Extracted records:
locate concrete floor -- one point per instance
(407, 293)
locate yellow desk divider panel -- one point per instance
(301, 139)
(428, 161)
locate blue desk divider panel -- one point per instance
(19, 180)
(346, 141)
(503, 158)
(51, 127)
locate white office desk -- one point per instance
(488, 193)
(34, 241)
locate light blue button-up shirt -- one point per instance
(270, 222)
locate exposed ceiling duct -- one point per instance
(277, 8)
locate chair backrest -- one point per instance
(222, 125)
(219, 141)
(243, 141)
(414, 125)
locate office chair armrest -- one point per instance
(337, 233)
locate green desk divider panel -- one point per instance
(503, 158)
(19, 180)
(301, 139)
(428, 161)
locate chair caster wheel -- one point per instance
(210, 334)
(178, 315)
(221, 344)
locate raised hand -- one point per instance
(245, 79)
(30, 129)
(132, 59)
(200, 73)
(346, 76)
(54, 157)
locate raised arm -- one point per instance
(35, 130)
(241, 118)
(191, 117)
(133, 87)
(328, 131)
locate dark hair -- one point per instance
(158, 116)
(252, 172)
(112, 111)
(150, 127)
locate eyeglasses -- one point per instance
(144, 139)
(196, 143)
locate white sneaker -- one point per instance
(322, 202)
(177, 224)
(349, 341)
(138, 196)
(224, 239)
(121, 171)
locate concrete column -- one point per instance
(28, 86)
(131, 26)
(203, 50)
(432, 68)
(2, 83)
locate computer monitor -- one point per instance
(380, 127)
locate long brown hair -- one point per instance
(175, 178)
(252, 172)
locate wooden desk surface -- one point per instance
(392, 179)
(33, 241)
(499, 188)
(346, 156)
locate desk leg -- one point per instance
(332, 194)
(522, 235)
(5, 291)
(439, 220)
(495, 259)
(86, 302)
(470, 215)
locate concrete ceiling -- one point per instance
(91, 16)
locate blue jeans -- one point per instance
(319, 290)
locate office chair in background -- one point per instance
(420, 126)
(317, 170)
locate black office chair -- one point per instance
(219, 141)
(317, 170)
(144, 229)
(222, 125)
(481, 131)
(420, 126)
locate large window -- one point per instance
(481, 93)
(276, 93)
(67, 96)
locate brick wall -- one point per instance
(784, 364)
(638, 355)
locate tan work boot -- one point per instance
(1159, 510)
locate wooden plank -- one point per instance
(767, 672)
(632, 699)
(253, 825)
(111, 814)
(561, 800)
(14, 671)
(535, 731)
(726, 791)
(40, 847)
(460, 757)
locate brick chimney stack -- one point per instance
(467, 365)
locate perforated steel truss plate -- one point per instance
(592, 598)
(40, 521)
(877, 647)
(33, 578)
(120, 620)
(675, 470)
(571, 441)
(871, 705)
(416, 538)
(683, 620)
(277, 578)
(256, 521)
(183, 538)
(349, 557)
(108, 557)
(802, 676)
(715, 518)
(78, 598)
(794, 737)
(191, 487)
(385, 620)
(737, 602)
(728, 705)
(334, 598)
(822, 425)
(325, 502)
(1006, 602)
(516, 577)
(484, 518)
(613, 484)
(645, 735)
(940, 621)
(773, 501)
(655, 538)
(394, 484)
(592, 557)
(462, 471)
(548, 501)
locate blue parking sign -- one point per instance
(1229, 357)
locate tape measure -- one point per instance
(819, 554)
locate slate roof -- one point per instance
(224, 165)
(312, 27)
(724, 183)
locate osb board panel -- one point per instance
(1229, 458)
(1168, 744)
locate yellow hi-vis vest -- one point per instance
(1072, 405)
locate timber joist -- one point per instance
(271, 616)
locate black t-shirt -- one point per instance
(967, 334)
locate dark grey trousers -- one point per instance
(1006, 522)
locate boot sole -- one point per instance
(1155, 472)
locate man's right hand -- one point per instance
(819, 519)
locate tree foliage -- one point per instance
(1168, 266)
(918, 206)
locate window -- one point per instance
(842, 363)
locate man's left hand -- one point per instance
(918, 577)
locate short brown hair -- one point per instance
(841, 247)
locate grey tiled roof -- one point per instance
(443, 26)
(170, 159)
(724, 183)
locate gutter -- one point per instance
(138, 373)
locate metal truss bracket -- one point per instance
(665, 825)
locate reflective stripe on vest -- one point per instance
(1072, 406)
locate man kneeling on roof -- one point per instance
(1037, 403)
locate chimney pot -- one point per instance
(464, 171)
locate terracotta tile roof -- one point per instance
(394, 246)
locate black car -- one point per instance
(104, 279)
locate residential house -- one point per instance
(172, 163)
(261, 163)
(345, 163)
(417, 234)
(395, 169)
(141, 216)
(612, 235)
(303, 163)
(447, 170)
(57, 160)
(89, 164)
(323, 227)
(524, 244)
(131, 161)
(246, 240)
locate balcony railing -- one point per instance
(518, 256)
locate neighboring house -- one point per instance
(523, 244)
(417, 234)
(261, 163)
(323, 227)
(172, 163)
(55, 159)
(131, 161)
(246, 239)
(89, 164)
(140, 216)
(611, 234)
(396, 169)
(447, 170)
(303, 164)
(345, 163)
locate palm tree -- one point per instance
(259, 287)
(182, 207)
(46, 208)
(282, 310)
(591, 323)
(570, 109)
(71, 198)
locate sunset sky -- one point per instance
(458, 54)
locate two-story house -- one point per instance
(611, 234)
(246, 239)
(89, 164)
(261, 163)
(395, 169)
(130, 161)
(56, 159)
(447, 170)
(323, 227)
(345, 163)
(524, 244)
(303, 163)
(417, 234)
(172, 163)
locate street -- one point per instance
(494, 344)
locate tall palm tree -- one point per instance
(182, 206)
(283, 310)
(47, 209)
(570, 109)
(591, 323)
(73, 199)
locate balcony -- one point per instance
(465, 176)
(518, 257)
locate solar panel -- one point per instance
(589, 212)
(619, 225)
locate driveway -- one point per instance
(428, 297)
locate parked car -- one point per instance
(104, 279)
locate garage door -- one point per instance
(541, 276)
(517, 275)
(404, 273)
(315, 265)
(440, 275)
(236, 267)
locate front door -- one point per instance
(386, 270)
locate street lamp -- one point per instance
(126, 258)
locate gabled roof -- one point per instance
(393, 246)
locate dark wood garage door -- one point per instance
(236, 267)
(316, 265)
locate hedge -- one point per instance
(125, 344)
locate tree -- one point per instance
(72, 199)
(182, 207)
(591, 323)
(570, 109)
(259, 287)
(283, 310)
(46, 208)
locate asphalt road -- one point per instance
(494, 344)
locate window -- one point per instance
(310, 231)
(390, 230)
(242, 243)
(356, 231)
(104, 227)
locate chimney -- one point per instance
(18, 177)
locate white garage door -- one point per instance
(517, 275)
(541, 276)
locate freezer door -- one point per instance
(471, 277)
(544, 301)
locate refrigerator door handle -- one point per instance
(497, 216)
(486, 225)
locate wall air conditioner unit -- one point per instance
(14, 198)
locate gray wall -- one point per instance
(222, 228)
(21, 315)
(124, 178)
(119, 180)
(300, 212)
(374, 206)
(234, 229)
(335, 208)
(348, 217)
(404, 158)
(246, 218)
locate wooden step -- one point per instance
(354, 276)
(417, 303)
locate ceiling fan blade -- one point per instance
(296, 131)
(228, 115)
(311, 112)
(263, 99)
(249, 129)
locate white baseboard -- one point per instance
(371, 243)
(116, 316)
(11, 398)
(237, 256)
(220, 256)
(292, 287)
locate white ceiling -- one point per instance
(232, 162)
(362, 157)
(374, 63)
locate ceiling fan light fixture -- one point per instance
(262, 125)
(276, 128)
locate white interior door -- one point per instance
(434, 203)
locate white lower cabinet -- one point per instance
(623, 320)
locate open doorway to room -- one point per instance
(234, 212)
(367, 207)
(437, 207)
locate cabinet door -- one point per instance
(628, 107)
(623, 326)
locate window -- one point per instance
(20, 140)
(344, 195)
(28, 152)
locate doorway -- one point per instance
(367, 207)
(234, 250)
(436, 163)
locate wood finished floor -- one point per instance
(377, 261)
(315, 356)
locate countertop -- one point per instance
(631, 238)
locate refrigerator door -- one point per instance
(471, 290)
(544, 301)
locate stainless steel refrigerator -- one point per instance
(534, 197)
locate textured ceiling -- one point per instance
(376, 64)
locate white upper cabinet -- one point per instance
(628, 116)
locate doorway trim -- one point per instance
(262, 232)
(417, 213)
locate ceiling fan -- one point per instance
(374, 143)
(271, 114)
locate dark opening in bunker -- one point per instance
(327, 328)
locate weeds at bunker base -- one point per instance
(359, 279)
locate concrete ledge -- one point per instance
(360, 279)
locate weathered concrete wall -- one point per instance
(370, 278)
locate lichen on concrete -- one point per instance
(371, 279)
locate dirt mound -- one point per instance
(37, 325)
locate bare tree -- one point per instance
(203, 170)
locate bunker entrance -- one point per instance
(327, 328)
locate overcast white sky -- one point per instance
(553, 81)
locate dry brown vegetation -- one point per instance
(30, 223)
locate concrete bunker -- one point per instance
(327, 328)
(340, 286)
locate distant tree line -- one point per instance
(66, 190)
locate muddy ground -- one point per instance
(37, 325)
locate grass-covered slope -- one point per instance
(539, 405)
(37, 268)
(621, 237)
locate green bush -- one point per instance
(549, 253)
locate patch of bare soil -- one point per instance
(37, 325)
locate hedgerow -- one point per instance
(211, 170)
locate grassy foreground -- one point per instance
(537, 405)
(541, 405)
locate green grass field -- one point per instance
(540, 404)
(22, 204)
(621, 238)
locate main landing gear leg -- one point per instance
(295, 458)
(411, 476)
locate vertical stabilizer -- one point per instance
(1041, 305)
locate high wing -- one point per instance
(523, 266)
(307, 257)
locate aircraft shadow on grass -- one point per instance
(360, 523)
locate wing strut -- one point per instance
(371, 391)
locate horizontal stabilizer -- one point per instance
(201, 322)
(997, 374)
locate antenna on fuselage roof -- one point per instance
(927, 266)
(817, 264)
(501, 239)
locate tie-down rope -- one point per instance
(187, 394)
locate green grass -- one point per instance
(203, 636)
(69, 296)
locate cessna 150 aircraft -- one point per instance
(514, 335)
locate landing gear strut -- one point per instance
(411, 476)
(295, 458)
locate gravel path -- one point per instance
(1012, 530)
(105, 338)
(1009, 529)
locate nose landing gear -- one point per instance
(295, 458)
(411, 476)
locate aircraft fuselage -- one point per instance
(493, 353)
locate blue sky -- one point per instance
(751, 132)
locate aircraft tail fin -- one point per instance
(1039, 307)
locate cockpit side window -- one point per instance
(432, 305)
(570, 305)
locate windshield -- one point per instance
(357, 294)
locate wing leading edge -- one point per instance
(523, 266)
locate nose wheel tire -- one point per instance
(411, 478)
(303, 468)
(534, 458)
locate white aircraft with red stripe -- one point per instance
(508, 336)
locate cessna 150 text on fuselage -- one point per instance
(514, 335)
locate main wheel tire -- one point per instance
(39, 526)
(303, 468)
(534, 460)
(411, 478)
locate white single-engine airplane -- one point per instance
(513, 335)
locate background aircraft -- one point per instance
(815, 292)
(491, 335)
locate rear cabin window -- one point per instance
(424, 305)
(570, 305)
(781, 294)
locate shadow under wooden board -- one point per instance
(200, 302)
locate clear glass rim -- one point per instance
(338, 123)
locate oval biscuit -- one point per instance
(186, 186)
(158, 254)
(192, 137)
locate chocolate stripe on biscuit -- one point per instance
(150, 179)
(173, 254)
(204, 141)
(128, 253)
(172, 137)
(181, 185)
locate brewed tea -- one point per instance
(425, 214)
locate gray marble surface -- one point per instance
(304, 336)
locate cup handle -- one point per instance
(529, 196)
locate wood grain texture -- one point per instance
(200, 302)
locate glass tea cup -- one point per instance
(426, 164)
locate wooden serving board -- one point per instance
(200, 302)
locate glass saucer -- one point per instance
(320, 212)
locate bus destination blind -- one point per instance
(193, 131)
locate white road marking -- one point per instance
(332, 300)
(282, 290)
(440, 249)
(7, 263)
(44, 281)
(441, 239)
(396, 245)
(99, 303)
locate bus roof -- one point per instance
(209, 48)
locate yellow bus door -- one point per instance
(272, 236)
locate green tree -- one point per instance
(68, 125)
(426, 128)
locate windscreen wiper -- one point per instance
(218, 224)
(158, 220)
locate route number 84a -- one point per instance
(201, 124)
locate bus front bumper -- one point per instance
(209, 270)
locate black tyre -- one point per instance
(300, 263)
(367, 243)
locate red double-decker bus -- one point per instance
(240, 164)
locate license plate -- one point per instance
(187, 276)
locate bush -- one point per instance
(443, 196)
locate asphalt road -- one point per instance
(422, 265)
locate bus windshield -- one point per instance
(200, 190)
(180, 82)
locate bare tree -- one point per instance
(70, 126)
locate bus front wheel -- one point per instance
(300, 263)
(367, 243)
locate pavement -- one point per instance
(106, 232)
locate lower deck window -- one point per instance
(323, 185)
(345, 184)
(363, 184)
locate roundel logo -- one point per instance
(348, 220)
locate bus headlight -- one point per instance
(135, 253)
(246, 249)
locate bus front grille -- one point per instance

_Brief_
Copy out exactly the lines from the line with "locate bus roof -- one point per instance" to the end of the listing, including both of those lines, and give nothing else.

_Answer to the problem_
locate bus roof -- one point per instance
(209, 48)
locate yellow bus door -- one point per instance
(272, 236)
locate green tree -- one point per instance
(68, 125)
(426, 128)
locate windscreen wiper -- one point per instance
(218, 224)
(158, 220)
locate route number 84a -- one point per instance
(201, 124)
locate bus front bumper -- one point per instance
(209, 270)
locate black tyre -- one point per instance
(300, 263)
(367, 243)
locate red double-decker bus -- one point per instance
(240, 164)
locate license plate -- one point per instance
(187, 276)
locate bush -- one point per instance
(443, 196)
locate asphalt road -- one point per instance
(422, 265)
locate bus windshield -- one point per instance
(200, 190)
(180, 82)
locate bare tree -- one point per instance
(70, 126)
locate bus front wheel -- one point per instance
(300, 263)
(367, 243)
locate pavement -- one point per instance
(106, 232)
locate lower deck window -- one point per instance
(323, 185)
(345, 184)
(363, 184)
locate roundel logo -- one point per instance
(348, 220)
locate bus headlight -- one point per instance
(135, 253)
(246, 249)
locate bus front grille -- one point per instance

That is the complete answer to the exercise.